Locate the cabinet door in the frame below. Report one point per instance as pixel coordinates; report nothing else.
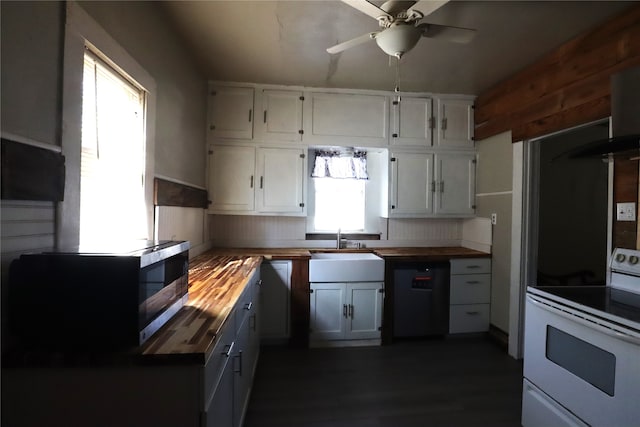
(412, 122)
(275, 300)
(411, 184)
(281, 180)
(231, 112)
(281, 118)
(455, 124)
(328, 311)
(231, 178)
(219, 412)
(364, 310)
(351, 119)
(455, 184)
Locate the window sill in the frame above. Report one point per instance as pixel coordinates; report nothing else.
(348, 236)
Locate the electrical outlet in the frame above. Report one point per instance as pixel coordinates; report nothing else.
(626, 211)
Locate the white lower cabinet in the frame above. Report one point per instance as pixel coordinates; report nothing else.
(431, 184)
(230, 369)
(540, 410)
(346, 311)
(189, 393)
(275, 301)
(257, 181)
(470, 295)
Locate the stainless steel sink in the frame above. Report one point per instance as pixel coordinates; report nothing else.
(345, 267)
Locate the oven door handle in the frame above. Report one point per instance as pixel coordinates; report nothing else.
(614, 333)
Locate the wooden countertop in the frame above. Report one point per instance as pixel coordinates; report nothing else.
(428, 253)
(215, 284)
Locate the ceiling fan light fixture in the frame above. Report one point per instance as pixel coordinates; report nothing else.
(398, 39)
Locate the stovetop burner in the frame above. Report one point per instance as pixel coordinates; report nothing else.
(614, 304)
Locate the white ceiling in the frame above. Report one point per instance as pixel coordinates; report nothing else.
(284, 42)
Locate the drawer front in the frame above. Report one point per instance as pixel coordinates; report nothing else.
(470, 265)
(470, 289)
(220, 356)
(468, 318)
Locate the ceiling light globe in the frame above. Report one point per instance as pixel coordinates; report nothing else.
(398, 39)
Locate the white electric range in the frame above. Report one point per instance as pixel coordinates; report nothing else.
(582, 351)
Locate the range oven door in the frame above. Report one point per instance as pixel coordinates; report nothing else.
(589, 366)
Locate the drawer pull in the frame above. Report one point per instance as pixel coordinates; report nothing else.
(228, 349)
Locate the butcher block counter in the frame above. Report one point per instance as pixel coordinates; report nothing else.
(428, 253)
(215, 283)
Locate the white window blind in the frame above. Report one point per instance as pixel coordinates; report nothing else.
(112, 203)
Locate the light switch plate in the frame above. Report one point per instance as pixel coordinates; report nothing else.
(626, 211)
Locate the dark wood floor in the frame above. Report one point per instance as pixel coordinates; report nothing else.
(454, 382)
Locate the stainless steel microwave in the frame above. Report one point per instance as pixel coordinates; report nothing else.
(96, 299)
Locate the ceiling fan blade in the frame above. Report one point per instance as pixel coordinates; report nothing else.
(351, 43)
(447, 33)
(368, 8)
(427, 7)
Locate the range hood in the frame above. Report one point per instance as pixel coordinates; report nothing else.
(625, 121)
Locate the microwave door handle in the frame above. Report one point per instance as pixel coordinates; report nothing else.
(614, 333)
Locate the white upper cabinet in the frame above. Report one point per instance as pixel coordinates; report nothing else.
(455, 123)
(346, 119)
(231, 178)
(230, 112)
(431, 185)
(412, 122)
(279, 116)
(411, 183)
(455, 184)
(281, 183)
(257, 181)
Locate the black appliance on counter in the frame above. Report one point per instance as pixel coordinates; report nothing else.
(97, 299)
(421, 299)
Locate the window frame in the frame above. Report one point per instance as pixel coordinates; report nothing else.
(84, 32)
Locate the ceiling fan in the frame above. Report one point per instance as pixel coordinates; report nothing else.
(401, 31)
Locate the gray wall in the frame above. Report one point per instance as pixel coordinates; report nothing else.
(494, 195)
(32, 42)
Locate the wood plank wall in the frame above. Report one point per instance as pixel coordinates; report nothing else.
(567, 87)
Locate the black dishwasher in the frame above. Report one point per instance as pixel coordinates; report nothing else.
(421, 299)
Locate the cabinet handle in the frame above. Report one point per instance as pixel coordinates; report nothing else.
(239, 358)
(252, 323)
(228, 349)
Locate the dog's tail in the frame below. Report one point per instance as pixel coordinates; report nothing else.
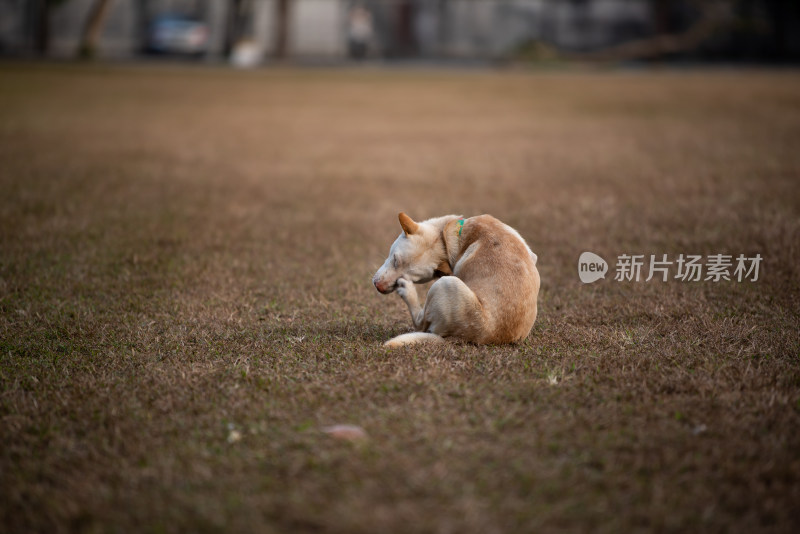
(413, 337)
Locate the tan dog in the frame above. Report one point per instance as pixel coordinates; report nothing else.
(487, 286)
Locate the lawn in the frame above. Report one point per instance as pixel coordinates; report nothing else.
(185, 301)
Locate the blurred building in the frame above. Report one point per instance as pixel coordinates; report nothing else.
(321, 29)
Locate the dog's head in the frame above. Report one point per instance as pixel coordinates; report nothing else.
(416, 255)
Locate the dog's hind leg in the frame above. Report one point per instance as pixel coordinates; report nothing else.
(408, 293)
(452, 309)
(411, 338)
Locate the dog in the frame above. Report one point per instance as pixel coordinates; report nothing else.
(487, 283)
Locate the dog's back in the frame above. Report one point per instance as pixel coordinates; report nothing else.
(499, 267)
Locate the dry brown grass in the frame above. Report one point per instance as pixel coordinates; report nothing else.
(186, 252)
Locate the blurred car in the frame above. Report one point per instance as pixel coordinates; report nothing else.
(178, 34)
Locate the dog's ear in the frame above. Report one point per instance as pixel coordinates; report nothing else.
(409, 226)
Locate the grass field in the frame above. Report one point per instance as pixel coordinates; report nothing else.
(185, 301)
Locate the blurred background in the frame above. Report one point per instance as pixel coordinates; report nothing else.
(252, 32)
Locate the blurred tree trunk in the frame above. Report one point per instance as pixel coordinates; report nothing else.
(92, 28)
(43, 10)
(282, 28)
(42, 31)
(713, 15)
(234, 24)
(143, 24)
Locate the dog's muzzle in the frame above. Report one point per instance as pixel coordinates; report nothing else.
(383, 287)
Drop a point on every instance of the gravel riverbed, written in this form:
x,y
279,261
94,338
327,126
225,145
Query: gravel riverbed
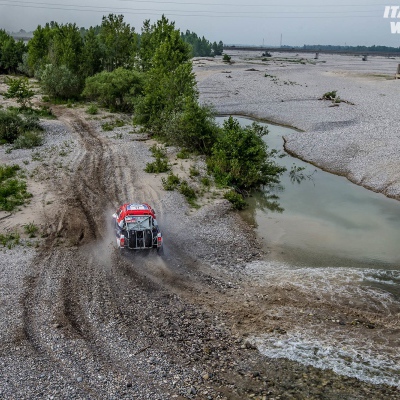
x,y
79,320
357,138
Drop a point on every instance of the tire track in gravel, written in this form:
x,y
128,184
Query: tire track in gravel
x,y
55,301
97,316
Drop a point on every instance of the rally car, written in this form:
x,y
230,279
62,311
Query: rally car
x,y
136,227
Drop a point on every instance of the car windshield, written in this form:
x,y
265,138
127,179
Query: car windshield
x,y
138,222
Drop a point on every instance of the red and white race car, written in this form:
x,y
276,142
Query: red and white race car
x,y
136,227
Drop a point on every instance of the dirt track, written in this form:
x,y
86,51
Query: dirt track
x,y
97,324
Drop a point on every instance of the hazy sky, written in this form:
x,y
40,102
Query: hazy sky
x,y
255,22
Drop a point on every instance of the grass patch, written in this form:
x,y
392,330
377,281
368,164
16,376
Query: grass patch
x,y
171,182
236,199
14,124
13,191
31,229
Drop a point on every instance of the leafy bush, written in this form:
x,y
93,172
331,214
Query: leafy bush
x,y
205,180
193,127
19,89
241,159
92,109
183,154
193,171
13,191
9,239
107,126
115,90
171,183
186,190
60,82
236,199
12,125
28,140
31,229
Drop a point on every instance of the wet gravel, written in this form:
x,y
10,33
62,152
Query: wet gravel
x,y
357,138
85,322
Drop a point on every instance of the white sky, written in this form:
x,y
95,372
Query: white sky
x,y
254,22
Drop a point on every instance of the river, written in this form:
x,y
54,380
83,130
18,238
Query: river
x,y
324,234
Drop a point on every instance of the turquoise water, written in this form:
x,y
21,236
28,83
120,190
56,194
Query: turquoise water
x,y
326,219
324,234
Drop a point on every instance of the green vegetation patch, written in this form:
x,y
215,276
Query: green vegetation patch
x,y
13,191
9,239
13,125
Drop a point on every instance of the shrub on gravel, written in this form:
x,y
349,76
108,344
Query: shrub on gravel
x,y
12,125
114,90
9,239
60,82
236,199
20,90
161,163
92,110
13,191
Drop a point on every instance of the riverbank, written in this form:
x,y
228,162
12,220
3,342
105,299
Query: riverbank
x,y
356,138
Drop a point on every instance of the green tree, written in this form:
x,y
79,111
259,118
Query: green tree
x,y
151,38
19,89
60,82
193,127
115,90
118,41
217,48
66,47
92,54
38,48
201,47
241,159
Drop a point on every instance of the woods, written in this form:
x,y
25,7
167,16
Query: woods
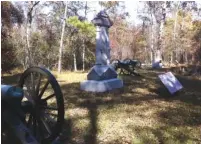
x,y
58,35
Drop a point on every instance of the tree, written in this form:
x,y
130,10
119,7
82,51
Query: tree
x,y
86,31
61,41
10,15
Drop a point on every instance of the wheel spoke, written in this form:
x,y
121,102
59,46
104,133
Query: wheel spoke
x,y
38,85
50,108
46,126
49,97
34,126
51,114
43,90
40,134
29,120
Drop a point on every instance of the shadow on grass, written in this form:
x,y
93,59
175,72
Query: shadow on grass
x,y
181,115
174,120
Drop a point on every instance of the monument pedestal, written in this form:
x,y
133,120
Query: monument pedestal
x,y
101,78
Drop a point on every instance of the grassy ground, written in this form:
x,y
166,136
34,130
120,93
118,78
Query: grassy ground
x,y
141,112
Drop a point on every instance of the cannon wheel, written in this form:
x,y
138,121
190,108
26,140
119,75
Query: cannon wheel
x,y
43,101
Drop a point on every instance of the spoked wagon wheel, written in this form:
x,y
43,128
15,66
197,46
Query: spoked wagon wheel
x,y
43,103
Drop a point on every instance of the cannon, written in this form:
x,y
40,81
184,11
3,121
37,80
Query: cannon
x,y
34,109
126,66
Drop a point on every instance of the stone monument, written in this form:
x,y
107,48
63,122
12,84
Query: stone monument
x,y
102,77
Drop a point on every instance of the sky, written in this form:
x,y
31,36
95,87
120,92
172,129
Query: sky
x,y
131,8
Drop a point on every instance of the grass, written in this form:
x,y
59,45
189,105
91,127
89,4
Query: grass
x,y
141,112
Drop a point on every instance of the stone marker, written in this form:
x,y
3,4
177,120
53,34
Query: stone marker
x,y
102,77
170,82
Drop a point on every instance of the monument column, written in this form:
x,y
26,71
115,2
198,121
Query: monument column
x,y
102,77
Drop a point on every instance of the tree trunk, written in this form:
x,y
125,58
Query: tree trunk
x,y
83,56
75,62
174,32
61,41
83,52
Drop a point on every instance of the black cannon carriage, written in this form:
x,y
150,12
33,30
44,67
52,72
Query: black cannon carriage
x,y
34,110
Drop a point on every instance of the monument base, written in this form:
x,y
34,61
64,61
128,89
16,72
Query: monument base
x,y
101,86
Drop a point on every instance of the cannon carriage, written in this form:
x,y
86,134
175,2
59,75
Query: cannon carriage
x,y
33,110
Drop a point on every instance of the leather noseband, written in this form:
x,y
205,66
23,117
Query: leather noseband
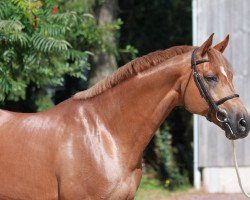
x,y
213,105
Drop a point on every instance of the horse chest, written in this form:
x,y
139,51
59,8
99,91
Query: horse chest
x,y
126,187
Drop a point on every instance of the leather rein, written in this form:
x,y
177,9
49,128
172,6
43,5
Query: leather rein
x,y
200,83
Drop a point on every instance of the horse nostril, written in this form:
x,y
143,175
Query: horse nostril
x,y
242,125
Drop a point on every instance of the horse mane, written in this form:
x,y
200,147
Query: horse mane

# # #

- _What is asked_:
Return verbatim every line from the line containing "Drop a point on every instance of the monument base, written" to the last line of the entries above, inclusive, and leave out the pictures.

- _Expected answer_:
Drop a point on every instance of the monument base, written in this form:
x,y
34,61
64,61
128,89
16,72
Query: monument base
x,y
101,86
Drop a point on every instance of the cannon carriage, written in this form:
x,y
86,134
175,2
59,75
Query: cannon carriage
x,y
33,110
Drop a point on every instance of the leather noseband, written in this form:
x,y
205,66
23,117
Query: leather noseband
x,y
213,105
Drop a point on every instance of the horse chest, written in this form:
x,y
139,51
59,8
99,91
Query: horse chest
x,y
126,187
Drop a point on every instance of the leather rein, written in this form:
x,y
177,9
49,128
172,6
43,5
Query: leather rein
x,y
200,83
Drop a point on every instance of the horse nostril, written in this form:
x,y
143,175
Query: horse nostril
x,y
242,125
Drop a point on every instance of the horse mane, written in this form:
x,y
200,147
Query: horse mane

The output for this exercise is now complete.